◆ **Text excerpt**:
>>>

Assume Cache Fresh Mode

uga = ll.Country('Uganda', assume_cache_fresh=True)

With v0.7.0 in place, assume_cache_fresh=True is mostly redundant with the default behavior. It remains useful as a stricter bypass that skips even the LSMS_NO_CACHE check.

What assume_cache_fresh=True does not skip: _finalize_result. Kinship expansion, canonical spelling normalization, dtype coercion, and the _join_v_from_sample augmentation all still apply on read. The returned DataFrame is not byte-identical to the on-disk parquet — the parquet is closer to the raw source data, and _finalize_result is the harmonization layer applied at every read.

Do not use assume_cache_fresh=True after editing source data or a wave's configuration unless you have cleared the affected caches first — you will silently get stale results.

Deprecated: trust_cache=True is a legacy alias for assume_cache_fresh=True. It still works but emits a DeprecationWarning and will be removed in v0.8.0.

<<<

◆ **Given data**:
>>>

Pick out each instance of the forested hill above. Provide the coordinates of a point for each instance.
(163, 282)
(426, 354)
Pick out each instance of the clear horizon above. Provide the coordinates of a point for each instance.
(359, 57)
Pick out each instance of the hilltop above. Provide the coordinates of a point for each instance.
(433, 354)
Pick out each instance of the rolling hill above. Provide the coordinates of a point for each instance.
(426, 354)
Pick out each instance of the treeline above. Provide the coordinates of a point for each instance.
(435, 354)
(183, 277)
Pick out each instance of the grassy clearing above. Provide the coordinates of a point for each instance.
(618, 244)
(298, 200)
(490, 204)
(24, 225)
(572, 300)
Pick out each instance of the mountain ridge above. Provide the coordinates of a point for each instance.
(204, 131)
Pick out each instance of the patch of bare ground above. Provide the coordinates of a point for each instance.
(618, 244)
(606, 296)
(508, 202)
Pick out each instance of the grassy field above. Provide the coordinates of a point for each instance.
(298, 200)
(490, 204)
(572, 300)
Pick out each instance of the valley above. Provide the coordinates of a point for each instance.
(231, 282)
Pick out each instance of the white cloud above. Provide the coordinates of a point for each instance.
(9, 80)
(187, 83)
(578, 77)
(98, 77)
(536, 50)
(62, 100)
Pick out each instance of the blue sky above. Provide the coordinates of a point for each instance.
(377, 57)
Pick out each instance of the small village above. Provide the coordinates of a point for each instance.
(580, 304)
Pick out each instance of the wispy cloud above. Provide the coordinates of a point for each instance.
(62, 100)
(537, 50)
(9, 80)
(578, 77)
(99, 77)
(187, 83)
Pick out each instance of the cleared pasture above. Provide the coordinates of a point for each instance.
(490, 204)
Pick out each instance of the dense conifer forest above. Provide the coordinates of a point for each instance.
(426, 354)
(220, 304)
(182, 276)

<<<

◆ **Short task 1**:
In the text excerpt on assume cache fresh mode, in which version will the legacy alias trust_cache=True be removed?
◆ **Short task 2**:
Quote the text excerpt on assume cache fresh mode word for word, starting with "uga = ll.Country('Uganda', assume_cache_fresh=True)" and going on through "get stale results.".

◆ **Exercise response 1**:
v0.8.0

◆ **Exercise response 2**:
uga = ll.Country('Uganda', assume_cache_fresh=True)

With v0.7.0 in place, assume_cache_fresh=True is mostly redundant with the default behavior. It remains useful as a stricter bypass that skips even the LSMS_NO_CACHE check.

What assume_cache_fresh=True does not skip: _finalize_result. Kinship expansion, canonical spelling normalization, dtype coercion, and the _join_v_from_sample augmentation all still apply on read. The returned DataFrame is not byte-identical to the on-disk parquet — the parquet is closer to the raw source data, and _finalize_result is the harmonization layer applied at every read.

Do not use assume_cache_fresh=True after editing source data or a wave's configuration unless you have cleared the affected caches first — you will silently get stale results.